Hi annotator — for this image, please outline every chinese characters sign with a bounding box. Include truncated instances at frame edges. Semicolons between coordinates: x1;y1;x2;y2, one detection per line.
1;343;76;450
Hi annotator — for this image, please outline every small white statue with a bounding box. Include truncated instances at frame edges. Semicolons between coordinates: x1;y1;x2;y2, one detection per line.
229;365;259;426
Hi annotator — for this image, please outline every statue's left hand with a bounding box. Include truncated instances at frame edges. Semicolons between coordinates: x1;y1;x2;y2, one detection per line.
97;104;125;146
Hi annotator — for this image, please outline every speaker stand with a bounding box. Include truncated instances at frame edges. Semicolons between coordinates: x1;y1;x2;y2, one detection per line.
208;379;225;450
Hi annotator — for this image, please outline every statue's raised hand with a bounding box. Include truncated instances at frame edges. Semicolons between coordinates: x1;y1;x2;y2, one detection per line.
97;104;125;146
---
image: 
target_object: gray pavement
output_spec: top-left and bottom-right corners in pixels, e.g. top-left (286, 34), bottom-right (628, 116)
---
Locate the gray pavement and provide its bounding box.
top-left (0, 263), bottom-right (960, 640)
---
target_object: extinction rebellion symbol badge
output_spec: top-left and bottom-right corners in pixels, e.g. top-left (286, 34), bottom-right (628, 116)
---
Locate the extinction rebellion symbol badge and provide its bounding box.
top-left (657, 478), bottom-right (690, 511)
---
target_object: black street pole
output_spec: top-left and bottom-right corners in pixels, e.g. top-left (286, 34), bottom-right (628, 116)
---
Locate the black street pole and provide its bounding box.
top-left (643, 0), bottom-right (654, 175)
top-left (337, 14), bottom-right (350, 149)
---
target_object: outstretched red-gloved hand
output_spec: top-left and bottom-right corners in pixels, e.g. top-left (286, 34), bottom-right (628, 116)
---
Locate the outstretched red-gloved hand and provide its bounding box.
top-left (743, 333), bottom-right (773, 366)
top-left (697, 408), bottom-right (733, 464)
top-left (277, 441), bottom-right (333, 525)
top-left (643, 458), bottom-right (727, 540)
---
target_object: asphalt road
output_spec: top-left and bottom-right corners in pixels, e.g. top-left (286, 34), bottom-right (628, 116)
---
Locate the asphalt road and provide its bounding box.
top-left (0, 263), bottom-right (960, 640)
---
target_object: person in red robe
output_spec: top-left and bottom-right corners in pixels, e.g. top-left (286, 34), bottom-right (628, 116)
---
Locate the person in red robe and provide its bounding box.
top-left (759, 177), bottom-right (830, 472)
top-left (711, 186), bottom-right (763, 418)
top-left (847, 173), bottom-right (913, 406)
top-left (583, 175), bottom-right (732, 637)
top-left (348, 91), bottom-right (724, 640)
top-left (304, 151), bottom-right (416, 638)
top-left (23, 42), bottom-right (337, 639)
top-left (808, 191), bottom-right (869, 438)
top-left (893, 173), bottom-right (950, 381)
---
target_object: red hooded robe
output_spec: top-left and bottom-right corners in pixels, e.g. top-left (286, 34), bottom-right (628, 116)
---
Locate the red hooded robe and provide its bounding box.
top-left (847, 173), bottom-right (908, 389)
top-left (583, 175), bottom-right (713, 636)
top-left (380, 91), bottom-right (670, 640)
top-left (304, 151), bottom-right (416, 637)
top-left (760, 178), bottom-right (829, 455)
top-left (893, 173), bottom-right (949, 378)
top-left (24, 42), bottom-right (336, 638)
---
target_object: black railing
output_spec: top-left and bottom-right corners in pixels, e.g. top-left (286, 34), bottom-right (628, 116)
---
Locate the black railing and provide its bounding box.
=====
WORK INSTRUCTIONS — Can you write out every line of the entries above as a numbered list, leaving out any blank lines?

ANSWER TO THE PROBLEM —
1. Hi annotator — for this image, please outline every chinese characters sign with a bounding box. Include truncated instances at frame edges. Semicolons between coordinates: x1;y1;x2;y2, one detection per line.
2. 1;343;76;450
3. Hi annotator — for this image, please outline every small white statue with a bounding box. Include truncated instances at frame edges. Semicolons between coordinates: x1;y1;x2;y2, one detection per line.
4. 229;365;259;426
5. Hi annotator — for this image, please outline every statue's left hand with a bounding box. Include truncated instances at frame edges. Semicolons between coordinates: x1;y1;x2;y2, one detection per line.
6. 97;104;125;146
7. Hi annotator — for this image, please outline every speaker stand with a bounding box. Include truncated instances at frame edges. Semicolons between coordinates: x1;y1;x2;y2, one detection per line.
8. 208;379;225;450
9. Hi annotator — for this image, please outline every statue's raised hand with a bounding box. Include truncated instances at frame edges. Semicolons between coordinates: x1;y1;x2;y2, one detection per line.
10. 97;104;125;146
11. ---
12. image: 
13. target_object: gray pavement
14. output_spec: top-left and bottom-right corners in pixels, e.g. top-left (286, 34), bottom-right (628, 116)
15. ---
16. Locate the gray pavement and provide its bounding box.
17. top-left (0, 263), bottom-right (960, 640)
18. ---
19. target_object: extinction rebellion symbol badge
20. output_spec: top-left and bottom-right corners in pixels, e.g. top-left (286, 34), bottom-right (628, 116)
21. ---
22. Locate the extinction rebellion symbol badge and provide its bounding box.
23. top-left (657, 478), bottom-right (690, 511)
24. ---
25. target_object: black street pole
26. output_spec: top-left and bottom-right corners in pixels, e.g. top-left (286, 34), bottom-right (628, 116)
27. ---
28. Locate the black street pole and provide its bounding box.
29. top-left (643, 0), bottom-right (654, 175)
30. top-left (337, 14), bottom-right (350, 149)
31. ---
32. target_object: outstretched red-gloved hand
33. output_spec: top-left and bottom-right corners in pixels, e.g. top-left (286, 34), bottom-right (628, 116)
34. ---
35. Locate the outstretched red-gloved hand and provide its bounding box.
36. top-left (743, 333), bottom-right (773, 366)
37. top-left (697, 408), bottom-right (733, 464)
38. top-left (277, 441), bottom-right (333, 525)
39. top-left (643, 458), bottom-right (727, 540)
40. ---
41. target_object: asphalt road
42. output_spec: top-left and bottom-right corners in pixels, e.g. top-left (286, 34), bottom-right (628, 116)
43. ---
44. Locate the asphalt road and provide its bounding box.
45. top-left (0, 263), bottom-right (960, 640)
46. ---
47. target_object: person in red robe
48. output_spec: top-left and bottom-right corners in pixels, e.g. top-left (286, 34), bottom-right (628, 116)
49. ---
50. Locate the person in red robe and provide its bounding box.
51. top-left (759, 177), bottom-right (830, 472)
52. top-left (711, 186), bottom-right (763, 418)
53. top-left (847, 173), bottom-right (913, 406)
54. top-left (583, 175), bottom-right (732, 637)
55. top-left (348, 91), bottom-right (724, 640)
56. top-left (304, 151), bottom-right (416, 638)
57. top-left (23, 42), bottom-right (337, 639)
58. top-left (808, 191), bottom-right (869, 438)
59. top-left (893, 173), bottom-right (950, 381)
60. ---
61. target_object: red hooded robe
62. output_spec: top-left and bottom-right corners in pixels, e.g. top-left (286, 34), bottom-right (628, 116)
63. ---
64. Locate the red hooded robe and provide its bounding box.
65. top-left (847, 173), bottom-right (908, 389)
66. top-left (583, 175), bottom-right (713, 636)
67. top-left (380, 91), bottom-right (670, 640)
68. top-left (304, 151), bottom-right (416, 637)
69. top-left (760, 178), bottom-right (829, 455)
70. top-left (893, 173), bottom-right (949, 378)
71. top-left (24, 42), bottom-right (336, 638)
72. ---
73. target_object: black railing
74. output_spec: top-left and bottom-right corners in pixels, e.g. top-left (286, 34), bottom-right (628, 116)
75. ---
76. Locate the black railing and provide its bounding box.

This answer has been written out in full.